• **DATA EXCERPTS**
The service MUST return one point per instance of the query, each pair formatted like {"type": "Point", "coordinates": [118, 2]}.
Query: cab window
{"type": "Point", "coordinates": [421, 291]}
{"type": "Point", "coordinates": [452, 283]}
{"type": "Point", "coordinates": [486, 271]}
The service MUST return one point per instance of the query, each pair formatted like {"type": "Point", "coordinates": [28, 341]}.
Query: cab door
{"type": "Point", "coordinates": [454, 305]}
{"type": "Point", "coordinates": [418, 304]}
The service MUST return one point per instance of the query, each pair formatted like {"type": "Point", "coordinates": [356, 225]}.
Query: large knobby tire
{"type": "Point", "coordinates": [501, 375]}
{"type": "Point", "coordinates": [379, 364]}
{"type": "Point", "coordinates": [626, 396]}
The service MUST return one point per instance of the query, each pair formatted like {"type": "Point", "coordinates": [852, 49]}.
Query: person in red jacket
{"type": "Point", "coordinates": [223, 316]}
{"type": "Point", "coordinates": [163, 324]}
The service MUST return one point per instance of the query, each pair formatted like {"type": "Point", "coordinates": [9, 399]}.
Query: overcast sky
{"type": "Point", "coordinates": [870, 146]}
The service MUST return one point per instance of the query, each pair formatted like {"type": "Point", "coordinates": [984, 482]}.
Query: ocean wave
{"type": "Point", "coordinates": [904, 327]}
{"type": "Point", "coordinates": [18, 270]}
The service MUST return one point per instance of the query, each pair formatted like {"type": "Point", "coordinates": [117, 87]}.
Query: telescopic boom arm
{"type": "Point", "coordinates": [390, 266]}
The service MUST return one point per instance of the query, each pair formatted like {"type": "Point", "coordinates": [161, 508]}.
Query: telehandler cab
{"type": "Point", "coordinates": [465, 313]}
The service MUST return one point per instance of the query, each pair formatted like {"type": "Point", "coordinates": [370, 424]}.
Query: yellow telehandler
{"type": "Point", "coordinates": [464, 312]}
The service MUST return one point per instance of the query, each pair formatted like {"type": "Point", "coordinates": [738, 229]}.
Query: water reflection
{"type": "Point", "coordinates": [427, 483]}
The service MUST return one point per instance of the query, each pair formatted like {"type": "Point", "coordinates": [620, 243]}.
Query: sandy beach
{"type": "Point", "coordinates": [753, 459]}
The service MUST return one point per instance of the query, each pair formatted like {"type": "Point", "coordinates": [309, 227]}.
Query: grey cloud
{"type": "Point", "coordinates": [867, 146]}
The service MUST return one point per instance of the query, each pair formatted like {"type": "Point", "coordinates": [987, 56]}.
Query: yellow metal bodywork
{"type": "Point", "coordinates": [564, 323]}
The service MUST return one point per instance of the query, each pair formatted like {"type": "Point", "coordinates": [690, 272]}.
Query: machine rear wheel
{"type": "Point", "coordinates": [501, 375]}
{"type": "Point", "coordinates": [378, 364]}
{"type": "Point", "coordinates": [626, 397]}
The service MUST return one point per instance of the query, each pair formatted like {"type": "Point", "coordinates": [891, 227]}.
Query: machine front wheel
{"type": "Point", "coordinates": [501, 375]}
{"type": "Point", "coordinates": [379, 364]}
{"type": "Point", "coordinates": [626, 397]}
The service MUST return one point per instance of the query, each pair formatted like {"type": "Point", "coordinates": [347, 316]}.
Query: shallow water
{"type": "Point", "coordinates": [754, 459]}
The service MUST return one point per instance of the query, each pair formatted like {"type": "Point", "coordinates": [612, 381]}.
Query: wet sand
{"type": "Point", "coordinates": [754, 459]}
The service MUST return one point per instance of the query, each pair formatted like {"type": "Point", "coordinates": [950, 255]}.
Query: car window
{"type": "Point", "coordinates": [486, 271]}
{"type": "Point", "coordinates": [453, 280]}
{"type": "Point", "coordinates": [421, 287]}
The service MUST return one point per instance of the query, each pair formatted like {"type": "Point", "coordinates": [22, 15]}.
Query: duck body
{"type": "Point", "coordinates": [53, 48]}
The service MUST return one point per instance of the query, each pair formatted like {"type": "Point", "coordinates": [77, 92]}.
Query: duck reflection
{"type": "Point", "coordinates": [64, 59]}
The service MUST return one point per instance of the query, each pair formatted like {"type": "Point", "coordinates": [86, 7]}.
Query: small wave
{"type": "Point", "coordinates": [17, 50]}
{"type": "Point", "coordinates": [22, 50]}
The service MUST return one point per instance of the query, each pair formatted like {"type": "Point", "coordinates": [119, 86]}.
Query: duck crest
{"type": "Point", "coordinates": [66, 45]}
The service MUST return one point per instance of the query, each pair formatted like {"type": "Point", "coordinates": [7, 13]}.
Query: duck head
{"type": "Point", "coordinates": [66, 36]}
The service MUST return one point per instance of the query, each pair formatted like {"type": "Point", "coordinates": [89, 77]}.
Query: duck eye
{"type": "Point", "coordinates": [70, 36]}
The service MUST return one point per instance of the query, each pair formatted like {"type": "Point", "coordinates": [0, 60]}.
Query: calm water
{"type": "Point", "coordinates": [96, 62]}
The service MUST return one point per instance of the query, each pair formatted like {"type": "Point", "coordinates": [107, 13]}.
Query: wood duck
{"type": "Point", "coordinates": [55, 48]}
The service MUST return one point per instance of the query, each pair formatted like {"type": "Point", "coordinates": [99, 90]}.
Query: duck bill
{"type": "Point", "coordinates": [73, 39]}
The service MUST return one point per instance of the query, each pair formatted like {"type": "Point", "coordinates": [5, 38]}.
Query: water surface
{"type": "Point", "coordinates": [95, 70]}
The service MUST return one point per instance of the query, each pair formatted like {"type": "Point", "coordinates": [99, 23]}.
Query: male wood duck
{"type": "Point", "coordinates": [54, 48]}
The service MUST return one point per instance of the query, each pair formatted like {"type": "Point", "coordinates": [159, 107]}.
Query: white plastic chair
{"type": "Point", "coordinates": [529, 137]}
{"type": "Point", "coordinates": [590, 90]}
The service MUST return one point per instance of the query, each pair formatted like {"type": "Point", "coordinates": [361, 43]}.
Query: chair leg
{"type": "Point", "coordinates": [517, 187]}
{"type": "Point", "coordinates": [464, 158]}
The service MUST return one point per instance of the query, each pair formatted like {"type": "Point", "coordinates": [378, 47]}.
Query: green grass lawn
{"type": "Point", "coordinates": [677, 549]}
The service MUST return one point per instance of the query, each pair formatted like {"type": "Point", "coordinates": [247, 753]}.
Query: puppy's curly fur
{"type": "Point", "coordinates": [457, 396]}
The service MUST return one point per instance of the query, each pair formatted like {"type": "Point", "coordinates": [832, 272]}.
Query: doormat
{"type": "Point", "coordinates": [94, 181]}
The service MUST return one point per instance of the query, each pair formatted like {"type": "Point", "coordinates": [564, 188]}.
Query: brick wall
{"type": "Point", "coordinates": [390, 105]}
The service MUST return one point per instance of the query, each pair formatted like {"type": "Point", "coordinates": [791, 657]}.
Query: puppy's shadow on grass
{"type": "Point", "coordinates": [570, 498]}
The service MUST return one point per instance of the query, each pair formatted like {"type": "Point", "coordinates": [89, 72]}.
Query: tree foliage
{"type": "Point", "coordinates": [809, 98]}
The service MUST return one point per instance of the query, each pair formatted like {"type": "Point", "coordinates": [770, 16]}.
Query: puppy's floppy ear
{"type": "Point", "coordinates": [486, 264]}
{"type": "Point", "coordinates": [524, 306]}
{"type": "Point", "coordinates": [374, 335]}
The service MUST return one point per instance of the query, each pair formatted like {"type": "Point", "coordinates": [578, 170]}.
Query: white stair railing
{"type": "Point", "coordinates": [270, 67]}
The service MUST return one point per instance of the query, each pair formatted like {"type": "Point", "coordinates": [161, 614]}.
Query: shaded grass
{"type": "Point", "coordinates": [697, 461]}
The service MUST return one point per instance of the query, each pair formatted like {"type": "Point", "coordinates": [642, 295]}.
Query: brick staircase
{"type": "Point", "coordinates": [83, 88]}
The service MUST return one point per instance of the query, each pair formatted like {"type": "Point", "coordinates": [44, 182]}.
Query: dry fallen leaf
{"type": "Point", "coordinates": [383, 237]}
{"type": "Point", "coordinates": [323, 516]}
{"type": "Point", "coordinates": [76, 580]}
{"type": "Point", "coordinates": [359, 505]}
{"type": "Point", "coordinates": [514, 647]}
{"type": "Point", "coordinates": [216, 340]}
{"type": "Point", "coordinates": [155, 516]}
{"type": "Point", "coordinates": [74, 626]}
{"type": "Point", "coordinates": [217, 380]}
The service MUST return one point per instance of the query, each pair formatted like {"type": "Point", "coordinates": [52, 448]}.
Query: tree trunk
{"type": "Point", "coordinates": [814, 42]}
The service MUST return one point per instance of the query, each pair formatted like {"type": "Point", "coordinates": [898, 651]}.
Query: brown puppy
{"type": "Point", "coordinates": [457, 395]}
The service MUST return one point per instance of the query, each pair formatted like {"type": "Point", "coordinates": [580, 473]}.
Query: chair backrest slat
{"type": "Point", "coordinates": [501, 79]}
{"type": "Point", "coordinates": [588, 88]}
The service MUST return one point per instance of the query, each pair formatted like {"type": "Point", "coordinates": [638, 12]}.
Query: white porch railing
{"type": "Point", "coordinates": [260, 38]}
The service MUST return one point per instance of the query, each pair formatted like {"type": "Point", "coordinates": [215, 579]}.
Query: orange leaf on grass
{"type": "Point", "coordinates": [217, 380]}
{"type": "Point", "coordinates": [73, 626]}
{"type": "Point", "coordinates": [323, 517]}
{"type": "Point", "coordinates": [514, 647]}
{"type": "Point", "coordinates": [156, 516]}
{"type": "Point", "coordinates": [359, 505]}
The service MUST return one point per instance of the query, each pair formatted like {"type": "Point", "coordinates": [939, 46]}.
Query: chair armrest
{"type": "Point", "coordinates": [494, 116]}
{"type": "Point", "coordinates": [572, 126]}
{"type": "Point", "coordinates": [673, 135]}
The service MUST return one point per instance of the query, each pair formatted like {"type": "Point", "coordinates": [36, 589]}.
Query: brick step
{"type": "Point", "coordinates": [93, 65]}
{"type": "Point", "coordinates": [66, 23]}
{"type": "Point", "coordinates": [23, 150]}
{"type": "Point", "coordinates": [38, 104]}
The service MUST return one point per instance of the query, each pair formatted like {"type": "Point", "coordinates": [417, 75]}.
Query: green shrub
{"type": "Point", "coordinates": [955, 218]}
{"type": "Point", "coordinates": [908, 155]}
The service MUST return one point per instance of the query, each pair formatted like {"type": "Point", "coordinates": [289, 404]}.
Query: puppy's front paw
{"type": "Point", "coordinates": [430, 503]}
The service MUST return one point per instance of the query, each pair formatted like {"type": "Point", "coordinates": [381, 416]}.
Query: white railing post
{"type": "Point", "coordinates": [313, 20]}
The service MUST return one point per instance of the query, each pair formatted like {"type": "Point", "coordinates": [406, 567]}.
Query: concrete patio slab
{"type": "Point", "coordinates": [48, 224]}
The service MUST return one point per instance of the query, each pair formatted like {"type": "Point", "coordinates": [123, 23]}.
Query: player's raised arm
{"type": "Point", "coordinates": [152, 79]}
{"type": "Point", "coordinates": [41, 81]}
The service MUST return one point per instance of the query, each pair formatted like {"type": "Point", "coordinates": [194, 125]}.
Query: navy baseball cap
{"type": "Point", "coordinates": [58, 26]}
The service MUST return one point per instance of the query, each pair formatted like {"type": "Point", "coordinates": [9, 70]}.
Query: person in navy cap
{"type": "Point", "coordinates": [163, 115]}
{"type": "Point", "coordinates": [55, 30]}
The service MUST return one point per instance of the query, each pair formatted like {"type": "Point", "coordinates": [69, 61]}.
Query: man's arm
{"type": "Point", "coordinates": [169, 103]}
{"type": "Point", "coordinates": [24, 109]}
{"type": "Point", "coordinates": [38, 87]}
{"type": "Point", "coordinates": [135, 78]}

• **REQUIRED ACTION**
Only the lines from the one with "Query: concrete patio slab" through the final line above belong in the answer, each retyped exactly.

• **ANSWER FOR THIS EXERCISE**
Query: concrete patio slab
{"type": "Point", "coordinates": [48, 224]}
The service MUST return one point per instance of the query, each pair formatted like {"type": "Point", "coordinates": [123, 23]}.
Query: player's raised arm
{"type": "Point", "coordinates": [152, 79]}
{"type": "Point", "coordinates": [41, 81]}
The service MUST return one point per instance of the query, each pair formatted like {"type": "Point", "coordinates": [194, 125]}.
Query: navy baseball cap
{"type": "Point", "coordinates": [58, 26]}
The service MUST return one point per instance of the query, each pair formatted like {"type": "Point", "coordinates": [9, 70]}.
Query: person in navy cap
{"type": "Point", "coordinates": [163, 115]}
{"type": "Point", "coordinates": [55, 30]}
The service MUST return one point per instance of the query, each pair formatted like {"type": "Point", "coordinates": [69, 61]}.
Query: man's arm
{"type": "Point", "coordinates": [169, 103]}
{"type": "Point", "coordinates": [24, 109]}
{"type": "Point", "coordinates": [38, 87]}
{"type": "Point", "coordinates": [135, 78]}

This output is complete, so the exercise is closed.